» **Brief**
Rewrite the listing below, substituting "place one point" for every occurrence of "drop a single marker" and leaving everything else unchanged. Omit the pictures from your version.
○ ○ ○
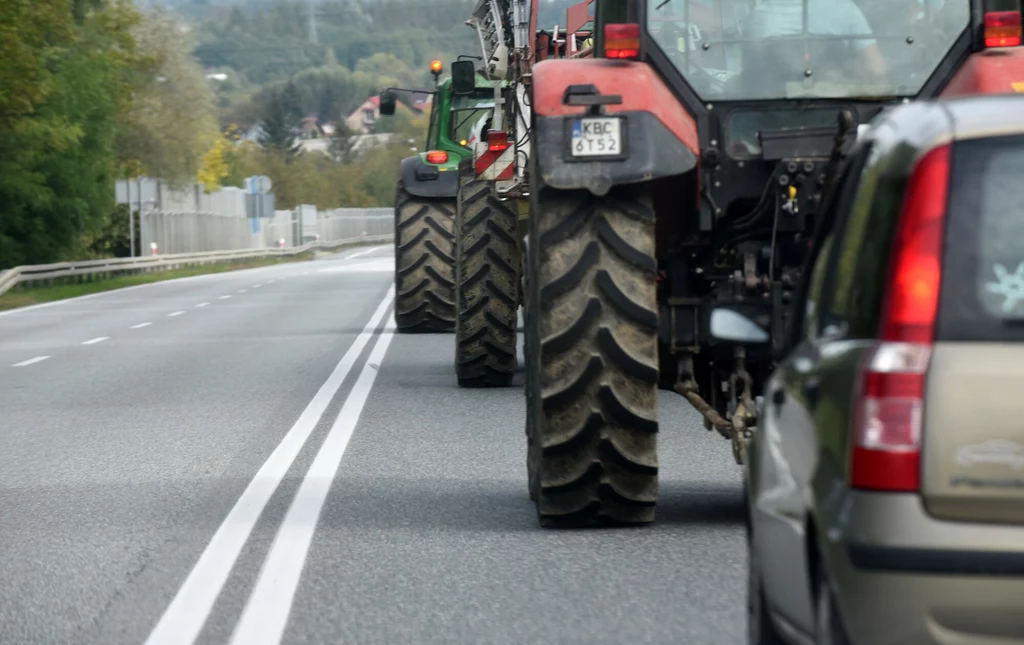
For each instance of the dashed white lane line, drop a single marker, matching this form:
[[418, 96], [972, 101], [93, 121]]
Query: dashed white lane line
[[265, 615], [30, 361], [189, 609]]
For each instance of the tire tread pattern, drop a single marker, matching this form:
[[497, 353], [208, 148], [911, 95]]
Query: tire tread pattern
[[487, 290], [424, 263], [595, 338]]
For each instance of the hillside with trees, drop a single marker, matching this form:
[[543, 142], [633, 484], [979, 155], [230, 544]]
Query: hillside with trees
[[97, 90]]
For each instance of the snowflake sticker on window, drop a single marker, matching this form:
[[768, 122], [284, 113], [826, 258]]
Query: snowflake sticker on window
[[1010, 286]]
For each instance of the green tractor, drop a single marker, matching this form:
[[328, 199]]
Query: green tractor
[[425, 204]]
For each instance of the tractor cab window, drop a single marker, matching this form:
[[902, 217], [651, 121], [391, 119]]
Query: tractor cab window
[[471, 118], [776, 49]]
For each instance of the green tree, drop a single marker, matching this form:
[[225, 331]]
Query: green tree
[[172, 119], [58, 123]]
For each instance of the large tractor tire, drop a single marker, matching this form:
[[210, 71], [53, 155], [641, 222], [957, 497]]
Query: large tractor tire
[[592, 358], [424, 266], [486, 285]]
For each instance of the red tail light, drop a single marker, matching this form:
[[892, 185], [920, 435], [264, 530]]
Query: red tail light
[[1003, 29], [437, 157], [622, 41], [498, 140], [889, 414]]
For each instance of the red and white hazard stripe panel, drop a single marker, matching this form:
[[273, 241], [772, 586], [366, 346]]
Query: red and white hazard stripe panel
[[495, 165]]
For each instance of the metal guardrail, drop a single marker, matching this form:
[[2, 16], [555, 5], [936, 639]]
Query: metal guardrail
[[41, 272]]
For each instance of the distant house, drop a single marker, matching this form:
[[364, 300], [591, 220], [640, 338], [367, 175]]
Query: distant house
[[255, 134], [309, 128], [364, 119]]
○ ○ ○
» **Written response**
For each instance of the dashed white lane line, place one point, matching this form:
[[418, 96], [972, 101], [93, 121]]
Query: dashed white lane line
[[265, 615], [30, 361], [189, 609]]
For each instance of the tire tread pattern, place one point, matching this form:
[[497, 353], [208, 148], [911, 95]]
Query: tire tread pattern
[[487, 290], [424, 263], [595, 338]]
For each instance of the hillside with trees, place one point, matching this form:
[[543, 142], [633, 484], [979, 155], [230, 544]]
Query: hillside with trees
[[97, 90]]
For each instance of the snowflake sticker on window, place one point, matching this form:
[[768, 122], [284, 113], [826, 258]]
Query: snowflake sticker on window
[[1010, 286]]
For each instance of the green tractor, place one point, matching this form:
[[328, 199]]
Query: green tractor
[[425, 204]]
For each instance of the tractor cab window, place one point, matching this form:
[[902, 217], [651, 121], [391, 119]]
Query: tractor cab window
[[471, 118], [776, 49]]
For each instance of the green tree, place one point, matching this form:
[[225, 331]]
Query: green tree
[[172, 119], [58, 123]]
For each instance of the large tractor tire, place one point, matching this form:
[[210, 71], [53, 155], [641, 222], [957, 497]]
Query: large tractor tire
[[592, 358], [424, 266], [486, 285]]
For each instance of the red tail light, place one point, matching this form:
[[892, 185], [920, 435], [264, 530]]
Query: red tail light
[[1003, 29], [437, 157], [622, 41], [498, 140], [889, 414]]
For each instance of the red and white hazard stripe panel, place one point, matching this form:
[[273, 241], [772, 586], [366, 346]]
Query: red and white hazard stripe panel
[[495, 165]]
For each instance of the metal guardrail, place one point, matching this form:
[[2, 16], [555, 5], [936, 639]]
Query: metal guardrail
[[41, 272]]
For each instance of the distant house, place one point, matching this form:
[[364, 300], [591, 220], [640, 338], [367, 175]]
Query: distant house
[[255, 134], [309, 128], [364, 119]]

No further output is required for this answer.